WHAT THE TASK REQUIRES ▸ Output exactly the lines from the one holding "the train roof" through the final line of the entries.

============

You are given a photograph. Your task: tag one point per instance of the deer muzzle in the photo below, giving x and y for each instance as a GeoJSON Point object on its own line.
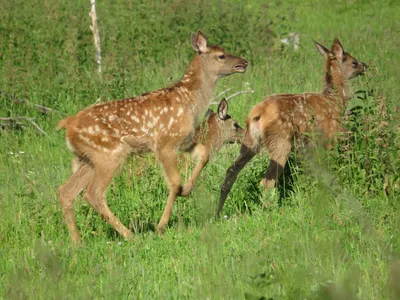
{"type": "Point", "coordinates": [241, 67]}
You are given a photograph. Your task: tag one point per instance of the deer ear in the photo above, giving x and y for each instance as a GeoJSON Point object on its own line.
{"type": "Point", "coordinates": [321, 49]}
{"type": "Point", "coordinates": [337, 49]}
{"type": "Point", "coordinates": [199, 42]}
{"type": "Point", "coordinates": [209, 113]}
{"type": "Point", "coordinates": [223, 109]}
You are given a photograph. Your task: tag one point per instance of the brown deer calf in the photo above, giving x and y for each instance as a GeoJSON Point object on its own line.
{"type": "Point", "coordinates": [163, 122]}
{"type": "Point", "coordinates": [280, 120]}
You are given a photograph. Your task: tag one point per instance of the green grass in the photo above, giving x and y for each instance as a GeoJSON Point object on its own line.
{"type": "Point", "coordinates": [333, 233]}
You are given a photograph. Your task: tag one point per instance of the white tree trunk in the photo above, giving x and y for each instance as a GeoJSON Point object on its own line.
{"type": "Point", "coordinates": [96, 34]}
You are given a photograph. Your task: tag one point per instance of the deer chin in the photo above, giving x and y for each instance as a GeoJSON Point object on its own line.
{"type": "Point", "coordinates": [240, 68]}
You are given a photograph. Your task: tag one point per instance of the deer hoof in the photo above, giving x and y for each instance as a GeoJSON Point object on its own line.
{"type": "Point", "coordinates": [187, 189]}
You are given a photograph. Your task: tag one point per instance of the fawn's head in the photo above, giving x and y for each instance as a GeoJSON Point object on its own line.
{"type": "Point", "coordinates": [227, 129]}
{"type": "Point", "coordinates": [349, 66]}
{"type": "Point", "coordinates": [215, 60]}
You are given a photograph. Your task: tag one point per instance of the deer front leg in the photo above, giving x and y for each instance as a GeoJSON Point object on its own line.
{"type": "Point", "coordinates": [168, 161]}
{"type": "Point", "coordinates": [203, 155]}
{"type": "Point", "coordinates": [246, 154]}
{"type": "Point", "coordinates": [68, 192]}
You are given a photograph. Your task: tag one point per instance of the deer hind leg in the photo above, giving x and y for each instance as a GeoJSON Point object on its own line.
{"type": "Point", "coordinates": [96, 193]}
{"type": "Point", "coordinates": [168, 161]}
{"type": "Point", "coordinates": [246, 154]}
{"type": "Point", "coordinates": [68, 192]}
{"type": "Point", "coordinates": [203, 156]}
{"type": "Point", "coordinates": [278, 158]}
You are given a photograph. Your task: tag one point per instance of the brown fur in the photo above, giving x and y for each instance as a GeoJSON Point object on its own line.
{"type": "Point", "coordinates": [163, 122]}
{"type": "Point", "coordinates": [280, 120]}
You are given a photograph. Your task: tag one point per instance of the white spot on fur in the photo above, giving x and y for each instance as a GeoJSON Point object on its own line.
{"type": "Point", "coordinates": [171, 121]}
{"type": "Point", "coordinates": [180, 111]}
{"type": "Point", "coordinates": [69, 145]}
{"type": "Point", "coordinates": [134, 118]}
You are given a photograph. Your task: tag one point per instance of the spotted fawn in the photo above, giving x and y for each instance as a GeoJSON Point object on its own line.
{"type": "Point", "coordinates": [163, 122]}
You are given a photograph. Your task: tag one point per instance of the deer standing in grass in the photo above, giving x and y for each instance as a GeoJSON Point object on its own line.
{"type": "Point", "coordinates": [163, 122]}
{"type": "Point", "coordinates": [280, 120]}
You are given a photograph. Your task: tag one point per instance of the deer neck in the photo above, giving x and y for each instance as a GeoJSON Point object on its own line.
{"type": "Point", "coordinates": [335, 85]}
{"type": "Point", "coordinates": [200, 85]}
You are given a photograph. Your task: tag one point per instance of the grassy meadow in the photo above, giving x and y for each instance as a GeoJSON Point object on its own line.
{"type": "Point", "coordinates": [330, 231]}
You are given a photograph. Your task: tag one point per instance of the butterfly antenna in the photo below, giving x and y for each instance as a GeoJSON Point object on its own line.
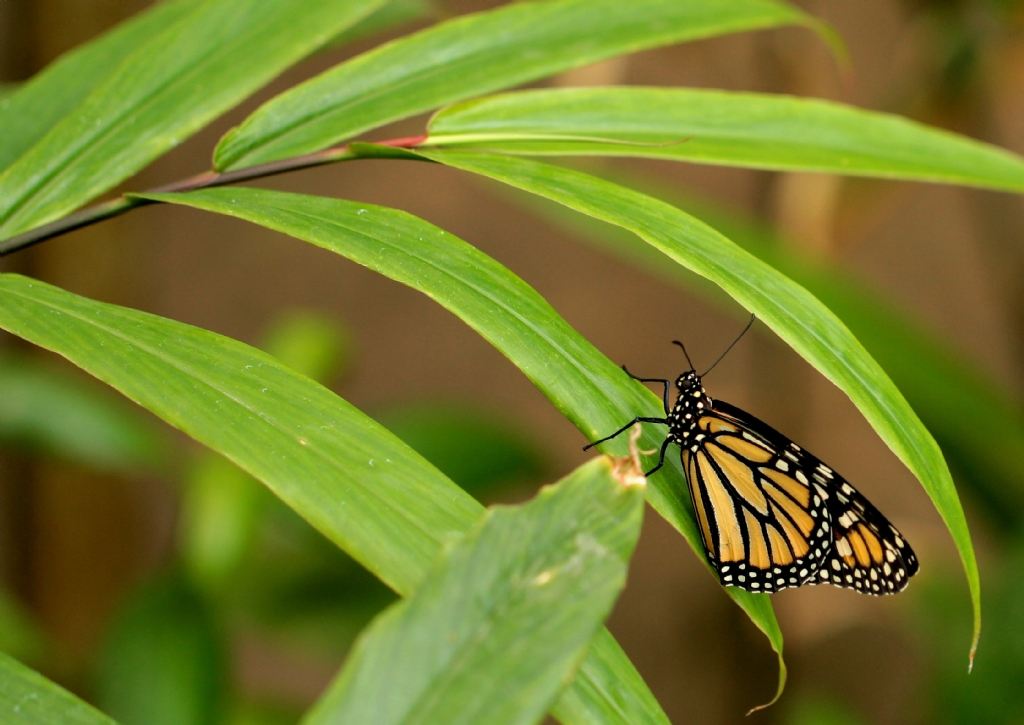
{"type": "Point", "coordinates": [730, 346]}
{"type": "Point", "coordinates": [677, 342]}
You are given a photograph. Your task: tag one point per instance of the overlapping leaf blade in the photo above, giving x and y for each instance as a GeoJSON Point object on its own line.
{"type": "Point", "coordinates": [720, 127]}
{"type": "Point", "coordinates": [168, 88]}
{"type": "Point", "coordinates": [29, 698]}
{"type": "Point", "coordinates": [505, 616]}
{"type": "Point", "coordinates": [585, 385]}
{"type": "Point", "coordinates": [353, 480]}
{"type": "Point", "coordinates": [796, 315]}
{"type": "Point", "coordinates": [977, 425]}
{"type": "Point", "coordinates": [476, 54]}
{"type": "Point", "coordinates": [39, 104]}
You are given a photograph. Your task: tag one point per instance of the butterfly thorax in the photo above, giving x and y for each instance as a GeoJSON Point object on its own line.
{"type": "Point", "coordinates": [690, 403]}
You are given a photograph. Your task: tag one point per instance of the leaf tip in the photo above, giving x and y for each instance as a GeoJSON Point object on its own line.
{"type": "Point", "coordinates": [628, 470]}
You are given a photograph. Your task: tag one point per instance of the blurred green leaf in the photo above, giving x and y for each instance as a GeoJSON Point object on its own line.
{"type": "Point", "coordinates": [818, 710]}
{"type": "Point", "coordinates": [20, 637]}
{"type": "Point", "coordinates": [796, 315]}
{"type": "Point", "coordinates": [262, 714]}
{"type": "Point", "coordinates": [27, 116]}
{"type": "Point", "coordinates": [221, 509]}
{"type": "Point", "coordinates": [354, 481]}
{"type": "Point", "coordinates": [57, 414]}
{"type": "Point", "coordinates": [978, 425]}
{"type": "Point", "coordinates": [165, 90]}
{"type": "Point", "coordinates": [504, 619]}
{"type": "Point", "coordinates": [310, 343]}
{"type": "Point", "coordinates": [162, 662]}
{"type": "Point", "coordinates": [478, 452]}
{"type": "Point", "coordinates": [6, 90]}
{"type": "Point", "coordinates": [594, 393]}
{"type": "Point", "coordinates": [29, 698]}
{"type": "Point", "coordinates": [474, 54]}
{"type": "Point", "coordinates": [358, 484]}
{"type": "Point", "coordinates": [722, 127]}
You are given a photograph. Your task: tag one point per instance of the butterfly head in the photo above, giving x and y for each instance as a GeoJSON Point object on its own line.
{"type": "Point", "coordinates": [689, 383]}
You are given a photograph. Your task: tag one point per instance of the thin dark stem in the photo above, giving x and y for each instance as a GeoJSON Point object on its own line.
{"type": "Point", "coordinates": [119, 206]}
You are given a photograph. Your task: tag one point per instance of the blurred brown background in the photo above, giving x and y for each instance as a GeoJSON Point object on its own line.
{"type": "Point", "coordinates": [73, 542]}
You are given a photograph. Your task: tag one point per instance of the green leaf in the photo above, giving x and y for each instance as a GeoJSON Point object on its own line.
{"type": "Point", "coordinates": [20, 635]}
{"type": "Point", "coordinates": [796, 315]}
{"type": "Point", "coordinates": [163, 662]}
{"type": "Point", "coordinates": [56, 414]}
{"type": "Point", "coordinates": [222, 507]}
{"type": "Point", "coordinates": [477, 450]}
{"type": "Point", "coordinates": [29, 698]}
{"type": "Point", "coordinates": [39, 104]}
{"type": "Point", "coordinates": [586, 386]}
{"type": "Point", "coordinates": [352, 480]}
{"type": "Point", "coordinates": [721, 127]}
{"type": "Point", "coordinates": [977, 424]}
{"type": "Point", "coordinates": [396, 12]}
{"type": "Point", "coordinates": [328, 459]}
{"type": "Point", "coordinates": [163, 92]}
{"type": "Point", "coordinates": [478, 53]}
{"type": "Point", "coordinates": [504, 619]}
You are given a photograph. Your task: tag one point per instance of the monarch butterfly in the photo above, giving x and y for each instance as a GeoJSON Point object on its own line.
{"type": "Point", "coordinates": [771, 515]}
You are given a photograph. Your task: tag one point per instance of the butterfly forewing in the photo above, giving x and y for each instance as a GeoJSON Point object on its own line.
{"type": "Point", "coordinates": [772, 516]}
{"type": "Point", "coordinates": [762, 525]}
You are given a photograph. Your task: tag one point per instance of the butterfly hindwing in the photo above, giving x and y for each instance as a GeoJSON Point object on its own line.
{"type": "Point", "coordinates": [870, 555]}
{"type": "Point", "coordinates": [773, 516]}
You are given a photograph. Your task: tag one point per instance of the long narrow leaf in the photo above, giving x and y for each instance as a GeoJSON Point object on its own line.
{"type": "Point", "coordinates": [720, 127]}
{"type": "Point", "coordinates": [39, 104]}
{"type": "Point", "coordinates": [980, 429]}
{"type": "Point", "coordinates": [162, 93]}
{"type": "Point", "coordinates": [504, 619]}
{"type": "Point", "coordinates": [354, 481]}
{"type": "Point", "coordinates": [29, 698]}
{"type": "Point", "coordinates": [796, 315]}
{"type": "Point", "coordinates": [475, 54]}
{"type": "Point", "coordinates": [585, 385]}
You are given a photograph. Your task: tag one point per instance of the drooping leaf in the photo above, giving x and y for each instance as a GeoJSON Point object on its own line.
{"type": "Point", "coordinates": [29, 698]}
{"type": "Point", "coordinates": [505, 616]}
{"type": "Point", "coordinates": [586, 386]}
{"type": "Point", "coordinates": [796, 315]}
{"type": "Point", "coordinates": [222, 506]}
{"type": "Point", "coordinates": [980, 429]}
{"type": "Point", "coordinates": [26, 116]}
{"type": "Point", "coordinates": [351, 479]}
{"type": "Point", "coordinates": [396, 12]}
{"type": "Point", "coordinates": [168, 88]}
{"type": "Point", "coordinates": [755, 130]}
{"type": "Point", "coordinates": [475, 54]}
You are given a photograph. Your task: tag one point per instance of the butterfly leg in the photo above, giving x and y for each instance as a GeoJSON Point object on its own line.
{"type": "Point", "coordinates": [660, 460]}
{"type": "Point", "coordinates": [666, 383]}
{"type": "Point", "coordinates": [663, 421]}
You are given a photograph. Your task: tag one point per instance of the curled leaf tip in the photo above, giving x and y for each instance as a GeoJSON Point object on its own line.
{"type": "Point", "coordinates": [628, 470]}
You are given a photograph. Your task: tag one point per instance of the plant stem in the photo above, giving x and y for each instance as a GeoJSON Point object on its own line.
{"type": "Point", "coordinates": [209, 179]}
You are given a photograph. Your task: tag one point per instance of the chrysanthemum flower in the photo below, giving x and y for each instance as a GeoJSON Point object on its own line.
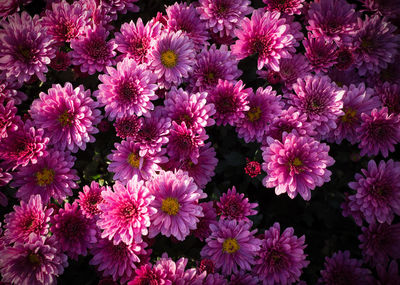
{"type": "Point", "coordinates": [231, 245]}
{"type": "Point", "coordinates": [289, 121]}
{"type": "Point", "coordinates": [320, 53]}
{"type": "Point", "coordinates": [320, 99]}
{"type": "Point", "coordinates": [92, 52]}
{"type": "Point", "coordinates": [67, 115]}
{"type": "Point", "coordinates": [281, 257]}
{"type": "Point", "coordinates": [264, 106]}
{"type": "Point", "coordinates": [203, 226]}
{"type": "Point", "coordinates": [126, 212]}
{"type": "Point", "coordinates": [25, 48]}
{"type": "Point", "coordinates": [90, 198]}
{"type": "Point", "coordinates": [173, 58]}
{"type": "Point", "coordinates": [341, 269]}
{"type": "Point", "coordinates": [223, 16]}
{"type": "Point", "coordinates": [183, 17]}
{"type": "Point", "coordinates": [332, 19]}
{"type": "Point", "coordinates": [128, 126]}
{"type": "Point", "coordinates": [126, 162]}
{"type": "Point", "coordinates": [65, 22]}
{"type": "Point", "coordinates": [230, 100]}
{"type": "Point", "coordinates": [376, 44]}
{"type": "Point", "coordinates": [176, 200]}
{"type": "Point", "coordinates": [389, 95]}
{"type": "Point", "coordinates": [74, 232]}
{"type": "Point", "coordinates": [378, 132]}
{"type": "Point", "coordinates": [127, 90]}
{"type": "Point", "coordinates": [288, 7]}
{"type": "Point", "coordinates": [379, 242]}
{"type": "Point", "coordinates": [35, 262]}
{"type": "Point", "coordinates": [378, 192]}
{"type": "Point", "coordinates": [31, 217]}
{"type": "Point", "coordinates": [211, 65]}
{"type": "Point", "coordinates": [191, 108]}
{"type": "Point", "coordinates": [25, 145]}
{"type": "Point", "coordinates": [233, 206]}
{"type": "Point", "coordinates": [118, 261]}
{"type": "Point", "coordinates": [296, 165]}
{"type": "Point", "coordinates": [357, 99]}
{"type": "Point", "coordinates": [135, 40]}
{"type": "Point", "coordinates": [51, 177]}
{"type": "Point", "coordinates": [184, 143]}
{"type": "Point", "coordinates": [266, 34]}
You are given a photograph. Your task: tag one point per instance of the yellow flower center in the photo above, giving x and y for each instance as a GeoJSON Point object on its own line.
{"type": "Point", "coordinates": [44, 177]}
{"type": "Point", "coordinates": [66, 119]}
{"type": "Point", "coordinates": [170, 206]}
{"type": "Point", "coordinates": [134, 160]}
{"type": "Point", "coordinates": [169, 58]}
{"type": "Point", "coordinates": [349, 115]}
{"type": "Point", "coordinates": [34, 259]}
{"type": "Point", "coordinates": [230, 245]}
{"type": "Point", "coordinates": [254, 114]}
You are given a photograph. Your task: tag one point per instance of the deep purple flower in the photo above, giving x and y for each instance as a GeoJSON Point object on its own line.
{"type": "Point", "coordinates": [379, 132]}
{"type": "Point", "coordinates": [35, 262]}
{"type": "Point", "coordinates": [92, 52]}
{"type": "Point", "coordinates": [176, 201]}
{"type": "Point", "coordinates": [127, 90]}
{"type": "Point", "coordinates": [281, 257]}
{"type": "Point", "coordinates": [25, 48]}
{"type": "Point", "coordinates": [377, 192]}
{"type": "Point", "coordinates": [296, 165]}
{"type": "Point", "coordinates": [67, 115]}
{"type": "Point", "coordinates": [231, 245]}
{"type": "Point", "coordinates": [266, 34]}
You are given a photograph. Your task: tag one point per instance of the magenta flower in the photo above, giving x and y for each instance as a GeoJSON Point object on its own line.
{"type": "Point", "coordinates": [74, 232]}
{"type": "Point", "coordinates": [25, 48]}
{"type": "Point", "coordinates": [127, 90]}
{"type": "Point", "coordinates": [230, 100]}
{"type": "Point", "coordinates": [379, 242]}
{"type": "Point", "coordinates": [223, 16]}
{"type": "Point", "coordinates": [65, 22]}
{"type": "Point", "coordinates": [126, 162]}
{"type": "Point", "coordinates": [211, 65]}
{"type": "Point", "coordinates": [378, 192]}
{"type": "Point", "coordinates": [191, 108]}
{"type": "Point", "coordinates": [378, 132]}
{"type": "Point", "coordinates": [26, 145]}
{"type": "Point", "coordinates": [296, 165]}
{"type": "Point", "coordinates": [341, 268]}
{"type": "Point", "coordinates": [118, 261]}
{"type": "Point", "coordinates": [332, 19]}
{"type": "Point", "coordinates": [31, 217]}
{"type": "Point", "coordinates": [135, 40]}
{"type": "Point", "coordinates": [35, 262]}
{"type": "Point", "coordinates": [376, 44]}
{"type": "Point", "coordinates": [266, 34]}
{"type": "Point", "coordinates": [126, 212]}
{"type": "Point", "coordinates": [233, 206]}
{"type": "Point", "coordinates": [176, 201]}
{"type": "Point", "coordinates": [288, 7]}
{"type": "Point", "coordinates": [281, 257]}
{"type": "Point", "coordinates": [231, 245]}
{"type": "Point", "coordinates": [90, 198]}
{"type": "Point", "coordinates": [172, 59]}
{"type": "Point", "coordinates": [92, 52]}
{"type": "Point", "coordinates": [184, 17]}
{"type": "Point", "coordinates": [67, 115]}
{"type": "Point", "coordinates": [51, 177]}
{"type": "Point", "coordinates": [264, 106]}
{"type": "Point", "coordinates": [320, 99]}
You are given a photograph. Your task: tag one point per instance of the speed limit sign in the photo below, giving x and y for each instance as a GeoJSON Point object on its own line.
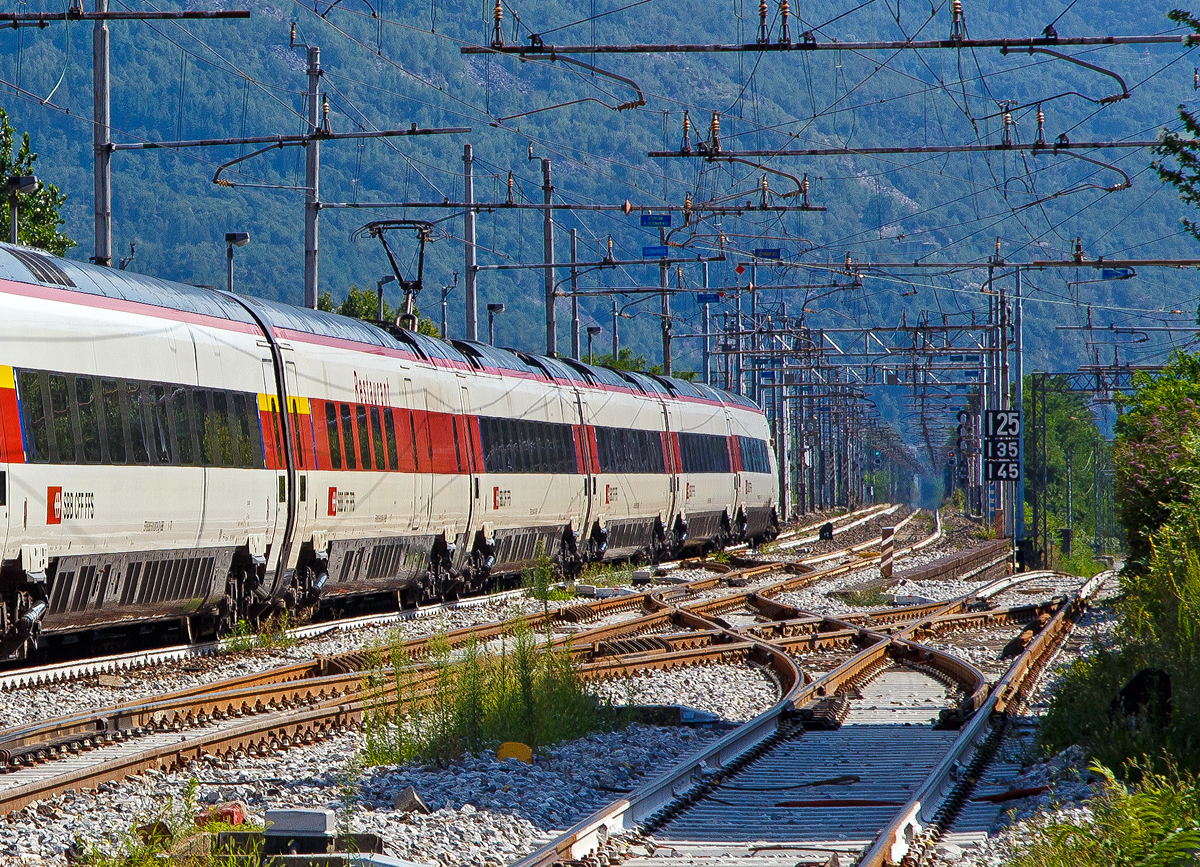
{"type": "Point", "coordinates": [1002, 444]}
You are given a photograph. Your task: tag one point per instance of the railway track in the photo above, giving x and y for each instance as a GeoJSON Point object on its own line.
{"type": "Point", "coordinates": [115, 664]}
{"type": "Point", "coordinates": [275, 710]}
{"type": "Point", "coordinates": [869, 755]}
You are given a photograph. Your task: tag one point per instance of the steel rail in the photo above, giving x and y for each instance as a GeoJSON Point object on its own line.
{"type": "Point", "coordinates": [894, 844]}
{"type": "Point", "coordinates": [273, 695]}
{"type": "Point", "coordinates": [538, 48]}
{"type": "Point", "coordinates": [60, 673]}
{"type": "Point", "coordinates": [588, 836]}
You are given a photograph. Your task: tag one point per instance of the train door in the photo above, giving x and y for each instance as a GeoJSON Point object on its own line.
{"type": "Point", "coordinates": [273, 441]}
{"type": "Point", "coordinates": [589, 482]}
{"type": "Point", "coordinates": [305, 459]}
{"type": "Point", "coordinates": [735, 464]}
{"type": "Point", "coordinates": [417, 437]}
{"type": "Point", "coordinates": [463, 430]}
{"type": "Point", "coordinates": [676, 503]}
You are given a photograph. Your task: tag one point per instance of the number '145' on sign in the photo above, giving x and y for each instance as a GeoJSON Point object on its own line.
{"type": "Point", "coordinates": [1002, 471]}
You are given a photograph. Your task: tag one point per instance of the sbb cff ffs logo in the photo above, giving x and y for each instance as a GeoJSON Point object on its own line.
{"type": "Point", "coordinates": [54, 506]}
{"type": "Point", "coordinates": [340, 502]}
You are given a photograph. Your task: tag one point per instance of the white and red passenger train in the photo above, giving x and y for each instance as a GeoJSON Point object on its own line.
{"type": "Point", "coordinates": [172, 453]}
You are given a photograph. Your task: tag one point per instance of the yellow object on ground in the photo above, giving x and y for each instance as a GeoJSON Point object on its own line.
{"type": "Point", "coordinates": [511, 749]}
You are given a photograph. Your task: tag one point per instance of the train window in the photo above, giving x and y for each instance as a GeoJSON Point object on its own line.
{"type": "Point", "coordinates": [161, 426]}
{"type": "Point", "coordinates": [348, 436]}
{"type": "Point", "coordinates": [299, 429]}
{"type": "Point", "coordinates": [245, 442]}
{"type": "Point", "coordinates": [412, 432]}
{"type": "Point", "coordinates": [89, 423]}
{"type": "Point", "coordinates": [136, 423]}
{"type": "Point", "coordinates": [364, 437]}
{"type": "Point", "coordinates": [64, 431]}
{"type": "Point", "coordinates": [203, 417]}
{"type": "Point", "coordinates": [511, 440]}
{"type": "Point", "coordinates": [111, 396]}
{"type": "Point", "coordinates": [755, 455]}
{"type": "Point", "coordinates": [703, 453]}
{"type": "Point", "coordinates": [389, 423]}
{"type": "Point", "coordinates": [273, 412]}
{"type": "Point", "coordinates": [544, 446]}
{"type": "Point", "coordinates": [222, 430]}
{"type": "Point", "coordinates": [33, 413]}
{"type": "Point", "coordinates": [377, 434]}
{"type": "Point", "coordinates": [184, 450]}
{"type": "Point", "coordinates": [335, 446]}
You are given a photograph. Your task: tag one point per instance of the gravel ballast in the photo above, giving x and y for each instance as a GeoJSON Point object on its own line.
{"type": "Point", "coordinates": [485, 811]}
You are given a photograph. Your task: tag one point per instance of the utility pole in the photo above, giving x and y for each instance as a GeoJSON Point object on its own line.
{"type": "Point", "coordinates": [666, 310]}
{"type": "Point", "coordinates": [615, 339]}
{"type": "Point", "coordinates": [312, 181]}
{"type": "Point", "coordinates": [706, 326]}
{"type": "Point", "coordinates": [102, 123]}
{"type": "Point", "coordinates": [547, 239]}
{"type": "Point", "coordinates": [575, 298]}
{"type": "Point", "coordinates": [468, 233]}
{"type": "Point", "coordinates": [1019, 371]}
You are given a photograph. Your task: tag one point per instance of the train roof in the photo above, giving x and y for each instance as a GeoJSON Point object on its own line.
{"type": "Point", "coordinates": [24, 264]}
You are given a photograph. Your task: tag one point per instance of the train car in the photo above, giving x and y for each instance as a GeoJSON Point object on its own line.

============

TASK RESPONSE ▸
You are given a photograph. Your task: tag one point per instance of the train roof in the photo above, giving x and y for each instance as a GeoJSON Point object on its own line.
{"type": "Point", "coordinates": [24, 264]}
You are given a photograph. Your task: tag one point per instance of the train car in the photo above, giving x and y for each instance as a GeoJSON Point object on its own line.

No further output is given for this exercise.